**TASK INSTRUCTIONS**
[a] From the court passage below on C.R. Nagappa's trust deeds, render this sentence in Spanish: "Nagappa has appealed against the order passed by the High Court."
[b] Carry the judgment on Nagappa's trust deeds forward from its last sentence, writing the next part in the same technical register.

1. C.R. Nagappa executed on April 14, 1955, seven separate deeds of trust settling specific properties for the benefit of his minor children. Under each deed Nagappa settled certain properties for the benefit of his named minor child and vested the properties in four trustees-Nagappa, his two wives and a married daughter. Under each deed of trust a portion of the income arising out of the trust property was to be utilised immediately for the benefit of the beneficiary and the balance was to be accumulate for his or her benefit and to be handed over to the beneficiary at a future date specified in the deed.
2. In the proceeding for assessment for the year 1962-63, the 5th Income- tax Officer, City Circle II, Bangalore,included in the total income of Nagappa the income arising from the trust properties and used for the immediate benefit of the beneficiaries, but not the income directed to be accumulated. The Commissioner, in exercise of the power under section 263 of the Income-tax Act, 1961, directed that the income for the deferred benefit of the minor beneficiaries be also included in the total income of Nagappa. In appeal against that order to the Income-tax Appellate Tribunal, Nagappa contended that the income from trust properties was liable to be assessed under section 161(1) only in the hands of the trustees, and not in the hands of the settler. The Tribunal rejected that contention. At the instance of Nagappa, the Tribunal referred two questions for the opinion of the High Court of Mysore :
'(1) Whether having regard to the provisions of sub-section (2) of section 161, section 64(v) of the Income-tax Act was applicable to the assessee's case for computing the assessee's income for the assessment year 1962-63 ?'
(2) Whether the assessments on the minor beneficiaries for the assessment year 1962-63 are a bar for assessing the income (assessed in the hands of the manor beneficiaries) in the hands of the assessee for the same assessment year 1962-63 ?'
3. The High Court of Mysore recorded answers to the questions as follows :
'(1) Section 64(v) of the Income-tax Act, 1961, was rightly applied to the assessee's case for computing his income for the assessment year 1962-63. Sub-section (2) of section 161 of the Act does not make section 64(v) inapplicable to the case of the assessee.
(2) The assessments on the minor beneficiaries for the assessment year 1962-63, thought in themselves illegal in view of the above answer, do not in law operate as a bar for the application of section 64(v) to the case of the assessee, the illegality of the assessments on the minors being open to correction otherwise.' Nagappa has appealed against the order passed by the High Court.

**DATASET EXCERPTS**
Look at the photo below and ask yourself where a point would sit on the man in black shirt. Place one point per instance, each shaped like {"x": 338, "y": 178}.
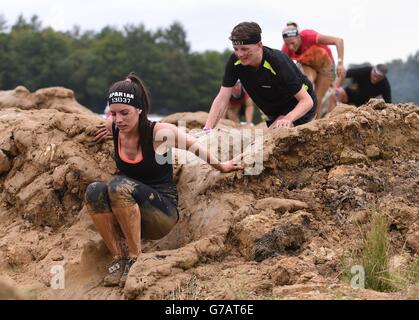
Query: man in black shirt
{"x": 272, "y": 80}
{"x": 368, "y": 82}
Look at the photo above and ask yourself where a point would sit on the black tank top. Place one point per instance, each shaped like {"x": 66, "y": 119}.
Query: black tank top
{"x": 148, "y": 170}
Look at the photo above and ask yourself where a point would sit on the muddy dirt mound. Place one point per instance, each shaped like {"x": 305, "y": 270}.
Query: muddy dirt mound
{"x": 58, "y": 98}
{"x": 278, "y": 234}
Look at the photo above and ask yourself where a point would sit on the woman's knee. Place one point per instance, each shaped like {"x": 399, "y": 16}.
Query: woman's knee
{"x": 120, "y": 190}
{"x": 96, "y": 197}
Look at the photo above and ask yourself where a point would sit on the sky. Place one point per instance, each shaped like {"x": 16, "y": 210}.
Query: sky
{"x": 374, "y": 31}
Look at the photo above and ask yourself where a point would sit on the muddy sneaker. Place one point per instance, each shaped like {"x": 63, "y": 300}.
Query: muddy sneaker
{"x": 115, "y": 271}
{"x": 128, "y": 265}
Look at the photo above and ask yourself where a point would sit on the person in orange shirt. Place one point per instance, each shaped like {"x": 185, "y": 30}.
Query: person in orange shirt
{"x": 311, "y": 50}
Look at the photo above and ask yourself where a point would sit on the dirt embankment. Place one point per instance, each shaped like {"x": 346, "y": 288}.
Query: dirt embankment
{"x": 280, "y": 234}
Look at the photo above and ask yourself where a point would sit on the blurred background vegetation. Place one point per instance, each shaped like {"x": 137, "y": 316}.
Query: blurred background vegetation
{"x": 88, "y": 62}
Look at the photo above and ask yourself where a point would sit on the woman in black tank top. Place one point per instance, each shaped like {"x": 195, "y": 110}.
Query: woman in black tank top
{"x": 141, "y": 202}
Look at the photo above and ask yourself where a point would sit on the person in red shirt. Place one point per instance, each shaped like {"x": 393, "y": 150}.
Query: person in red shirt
{"x": 239, "y": 98}
{"x": 311, "y": 50}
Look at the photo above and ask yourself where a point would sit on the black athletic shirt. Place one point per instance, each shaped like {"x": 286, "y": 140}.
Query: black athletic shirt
{"x": 273, "y": 86}
{"x": 147, "y": 171}
{"x": 365, "y": 89}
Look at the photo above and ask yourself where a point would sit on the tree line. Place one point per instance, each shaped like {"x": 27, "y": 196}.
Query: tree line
{"x": 89, "y": 61}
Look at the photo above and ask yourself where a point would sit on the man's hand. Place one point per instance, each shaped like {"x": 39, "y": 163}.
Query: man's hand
{"x": 281, "y": 122}
{"x": 102, "y": 134}
{"x": 341, "y": 72}
{"x": 228, "y": 166}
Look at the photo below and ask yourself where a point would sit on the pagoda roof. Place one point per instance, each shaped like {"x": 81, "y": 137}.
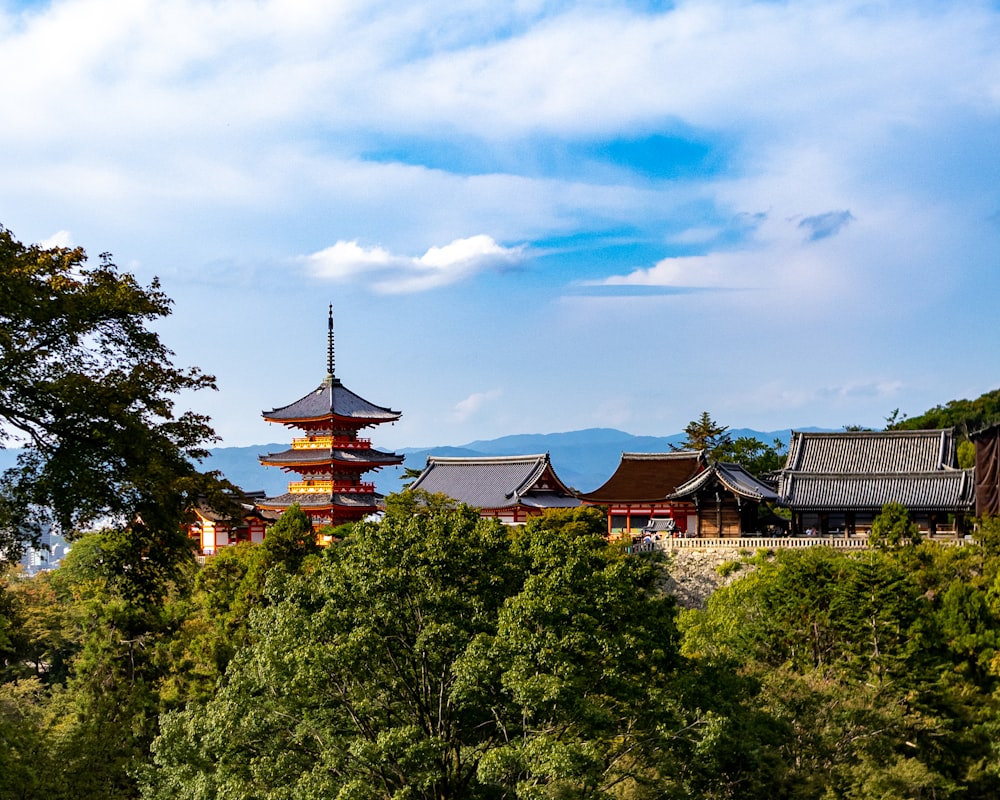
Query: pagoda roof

**THE REPLIES**
[a] Nagappa ha apelado contra la orden dictada por el Tribunal Superior.

[b]
4. Counsel for Nagappa contended that the Income-tax Officer was bound to assess the income under each deed of trust separately in the hands of the trustees as 'representative assessees' and was incompetent in view of the express enactment of sub-section (2) of section 161 to assess the income in the hands of Nagappa or of the beneficiaries. Counsel argued that notwithstanding the express direction in section 64(v) of the Act to include the income under the trust in the conditions specified therein in the total income of the settler, the Income-tax Officer is powerless to resort to that provision and is obliged to assess the income used or accumulated for the benefit of minors in the hands of the trustees.
5. Section 160 of the Income-tax Act defines 'representative assessee' Sub-section (1) of section 160, in so far as the definition is relevant, provides :
'For the purposes of this Act, `representative assessee' means -.....
(iv) in respect of income which a trustee appointed under a trust declared by a duly executed instrument in writing whether testamentary or otherwise [including any wakf deed which is valid under the Mussalman Wakf Validating Act, 1913 (6 of 1913)] received or is entitled to receive on behalf or for the benefit of any person, such trustee or trustees.' By sub-section (2) of section 160 it is provided that every representative assessee shall be deemed to be an assessee for the purpose of the Act. Section 161 deals with the liability of a representative assessee.
It provides :
'(1) Every representative assessee, as regards the income in respect of which he is a representative assessee, shall be subject to the same duties, responsibilities and liabilities as if the income were income received by or accruing to or in favour of him beneficial, and shall be liable to assessment in his own name in respect of that income; but any such assessment shall be deemed to be made upon him in his representative capacity only, and the tax shall, subject to the other provisions contained in this Chapter, be levied upon and recovered from him in like manner and to the same extent as it would be leviable upon and recoverable from the person represented by him.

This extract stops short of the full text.